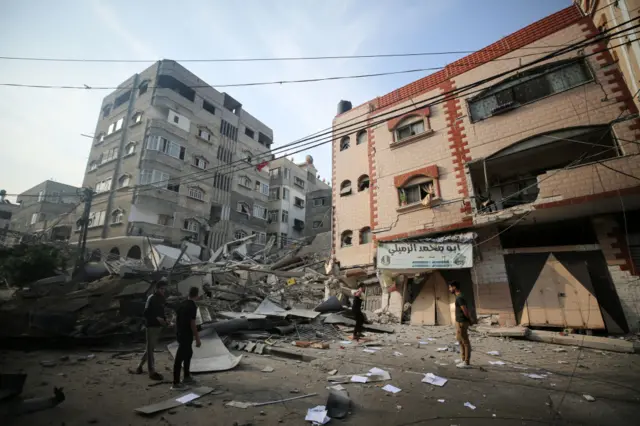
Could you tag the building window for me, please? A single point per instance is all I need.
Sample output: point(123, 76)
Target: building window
point(245, 182)
point(142, 88)
point(260, 212)
point(136, 118)
point(345, 188)
point(207, 106)
point(363, 183)
point(405, 131)
point(117, 215)
point(196, 193)
point(365, 235)
point(346, 239)
point(124, 181)
point(200, 163)
point(190, 225)
point(419, 189)
point(361, 138)
point(529, 86)
point(172, 149)
point(130, 148)
point(274, 194)
point(344, 143)
point(204, 134)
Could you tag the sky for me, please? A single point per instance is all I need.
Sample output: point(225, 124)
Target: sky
point(41, 129)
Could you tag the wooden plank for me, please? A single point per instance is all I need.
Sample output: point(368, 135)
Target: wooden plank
point(423, 310)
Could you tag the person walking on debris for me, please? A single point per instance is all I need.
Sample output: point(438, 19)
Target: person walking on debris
point(463, 320)
point(154, 320)
point(186, 331)
point(357, 312)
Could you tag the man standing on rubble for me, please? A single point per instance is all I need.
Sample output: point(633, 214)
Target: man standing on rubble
point(186, 331)
point(357, 312)
point(463, 321)
point(154, 319)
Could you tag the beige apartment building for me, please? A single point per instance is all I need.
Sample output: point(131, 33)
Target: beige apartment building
point(526, 188)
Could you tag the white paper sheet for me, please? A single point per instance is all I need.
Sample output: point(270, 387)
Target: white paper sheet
point(188, 397)
point(432, 379)
point(359, 379)
point(391, 388)
point(317, 415)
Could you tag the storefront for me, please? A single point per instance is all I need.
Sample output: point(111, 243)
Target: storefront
point(414, 276)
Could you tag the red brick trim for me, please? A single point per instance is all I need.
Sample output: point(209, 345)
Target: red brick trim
point(466, 223)
point(422, 112)
point(508, 44)
point(429, 171)
point(586, 198)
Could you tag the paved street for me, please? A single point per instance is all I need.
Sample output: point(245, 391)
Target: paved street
point(101, 391)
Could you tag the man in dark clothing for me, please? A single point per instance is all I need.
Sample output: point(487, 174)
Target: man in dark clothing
point(463, 320)
point(186, 331)
point(154, 320)
point(357, 312)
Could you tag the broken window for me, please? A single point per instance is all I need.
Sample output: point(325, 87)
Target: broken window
point(510, 177)
point(408, 130)
point(363, 183)
point(418, 189)
point(365, 235)
point(171, 83)
point(345, 239)
point(345, 188)
point(344, 143)
point(529, 86)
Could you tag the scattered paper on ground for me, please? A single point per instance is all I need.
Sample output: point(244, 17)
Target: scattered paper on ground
point(432, 379)
point(317, 415)
point(391, 388)
point(188, 397)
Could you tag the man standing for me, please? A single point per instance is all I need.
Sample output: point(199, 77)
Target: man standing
point(357, 312)
point(186, 331)
point(463, 320)
point(155, 320)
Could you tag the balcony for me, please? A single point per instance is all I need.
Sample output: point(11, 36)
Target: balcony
point(570, 166)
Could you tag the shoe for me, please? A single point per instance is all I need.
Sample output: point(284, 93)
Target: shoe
point(179, 387)
point(189, 381)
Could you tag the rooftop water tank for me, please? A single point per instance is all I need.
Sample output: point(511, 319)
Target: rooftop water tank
point(343, 106)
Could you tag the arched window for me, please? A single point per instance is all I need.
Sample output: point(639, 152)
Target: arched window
point(363, 183)
point(345, 188)
point(134, 252)
point(346, 239)
point(365, 235)
point(117, 215)
point(345, 143)
point(361, 138)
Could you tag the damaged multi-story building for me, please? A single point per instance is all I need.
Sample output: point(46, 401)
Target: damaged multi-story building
point(174, 159)
point(524, 188)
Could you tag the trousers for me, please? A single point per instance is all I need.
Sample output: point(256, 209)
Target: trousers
point(183, 358)
point(153, 335)
point(462, 336)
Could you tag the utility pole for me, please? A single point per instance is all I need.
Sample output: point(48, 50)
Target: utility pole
point(87, 196)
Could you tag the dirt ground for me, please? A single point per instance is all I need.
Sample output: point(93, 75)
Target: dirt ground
point(100, 391)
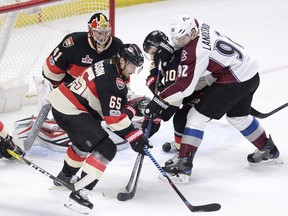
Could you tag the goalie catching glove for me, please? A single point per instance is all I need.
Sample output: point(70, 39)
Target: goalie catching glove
point(137, 141)
point(155, 107)
point(155, 125)
point(9, 144)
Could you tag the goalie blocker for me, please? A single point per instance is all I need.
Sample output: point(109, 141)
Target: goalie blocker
point(52, 137)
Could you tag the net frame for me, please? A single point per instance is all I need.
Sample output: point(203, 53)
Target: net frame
point(37, 10)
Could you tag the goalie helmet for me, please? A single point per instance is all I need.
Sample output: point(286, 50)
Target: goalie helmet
point(180, 26)
point(153, 39)
point(131, 53)
point(99, 30)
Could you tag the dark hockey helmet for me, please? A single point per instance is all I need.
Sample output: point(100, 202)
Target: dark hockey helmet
point(131, 53)
point(99, 28)
point(154, 38)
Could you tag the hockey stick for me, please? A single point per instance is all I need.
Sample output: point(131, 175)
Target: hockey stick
point(28, 142)
point(44, 172)
point(129, 194)
point(260, 115)
point(200, 208)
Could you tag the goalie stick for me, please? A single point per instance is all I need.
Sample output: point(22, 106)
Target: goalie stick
point(260, 115)
point(200, 208)
point(44, 172)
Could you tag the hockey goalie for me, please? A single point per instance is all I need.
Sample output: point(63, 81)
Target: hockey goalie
point(52, 137)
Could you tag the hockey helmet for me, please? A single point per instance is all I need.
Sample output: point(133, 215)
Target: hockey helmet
point(154, 38)
point(99, 28)
point(181, 25)
point(131, 53)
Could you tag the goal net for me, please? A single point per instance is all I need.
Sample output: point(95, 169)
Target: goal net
point(31, 29)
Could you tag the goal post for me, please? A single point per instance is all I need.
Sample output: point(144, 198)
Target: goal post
point(29, 31)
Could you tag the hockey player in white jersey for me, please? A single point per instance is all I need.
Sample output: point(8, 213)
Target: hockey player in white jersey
point(206, 51)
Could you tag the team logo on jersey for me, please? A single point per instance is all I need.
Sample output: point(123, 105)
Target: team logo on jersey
point(120, 83)
point(68, 42)
point(114, 112)
point(183, 55)
point(87, 60)
point(51, 60)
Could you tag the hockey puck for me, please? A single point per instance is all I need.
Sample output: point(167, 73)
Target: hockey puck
point(166, 147)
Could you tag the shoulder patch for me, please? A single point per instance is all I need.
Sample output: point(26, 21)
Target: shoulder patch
point(120, 83)
point(184, 55)
point(68, 42)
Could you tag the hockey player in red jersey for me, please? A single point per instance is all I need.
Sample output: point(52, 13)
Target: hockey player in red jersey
point(76, 52)
point(100, 93)
point(6, 142)
point(206, 51)
point(79, 50)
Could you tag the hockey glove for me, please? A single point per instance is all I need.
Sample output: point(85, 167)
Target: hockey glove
point(164, 54)
point(9, 144)
point(168, 113)
point(130, 111)
point(139, 104)
point(151, 84)
point(155, 107)
point(155, 125)
point(138, 140)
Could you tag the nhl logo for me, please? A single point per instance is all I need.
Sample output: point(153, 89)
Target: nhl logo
point(120, 83)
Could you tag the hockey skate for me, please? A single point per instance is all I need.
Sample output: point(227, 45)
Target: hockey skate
point(68, 179)
point(79, 201)
point(179, 171)
point(172, 161)
point(268, 155)
point(170, 147)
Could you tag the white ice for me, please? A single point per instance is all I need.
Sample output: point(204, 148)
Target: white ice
point(221, 172)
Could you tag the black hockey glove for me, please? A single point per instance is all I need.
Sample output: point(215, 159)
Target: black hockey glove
point(168, 113)
point(155, 107)
point(164, 54)
point(139, 104)
point(155, 125)
point(138, 140)
point(130, 111)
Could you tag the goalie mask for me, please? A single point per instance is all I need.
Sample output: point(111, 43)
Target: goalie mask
point(131, 54)
point(180, 26)
point(99, 30)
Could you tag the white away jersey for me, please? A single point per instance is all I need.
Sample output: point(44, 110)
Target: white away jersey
point(210, 53)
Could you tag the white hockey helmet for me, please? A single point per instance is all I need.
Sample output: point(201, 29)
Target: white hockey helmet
point(181, 25)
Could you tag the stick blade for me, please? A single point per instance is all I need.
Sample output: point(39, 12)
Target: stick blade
point(122, 196)
point(205, 208)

========================================================================

About this exercise =
In the listing above, transcribe exactly everything from the line containing "Could you tag the broken" down to the line containing "Sample output: point(244, 17)", including both and nothing more.

Expected output =
Could you tag the broken window for me, please? A single point per instance is all I need.
Sample output: point(325, 87)
Target: broken window
point(510, 177)
point(408, 130)
point(363, 183)
point(418, 189)
point(365, 235)
point(171, 83)
point(345, 239)
point(345, 188)
point(344, 143)
point(529, 86)
Could you tag the scattered paper on ground for me, please? A single point per instance is all I need.
Sample output: point(244, 17)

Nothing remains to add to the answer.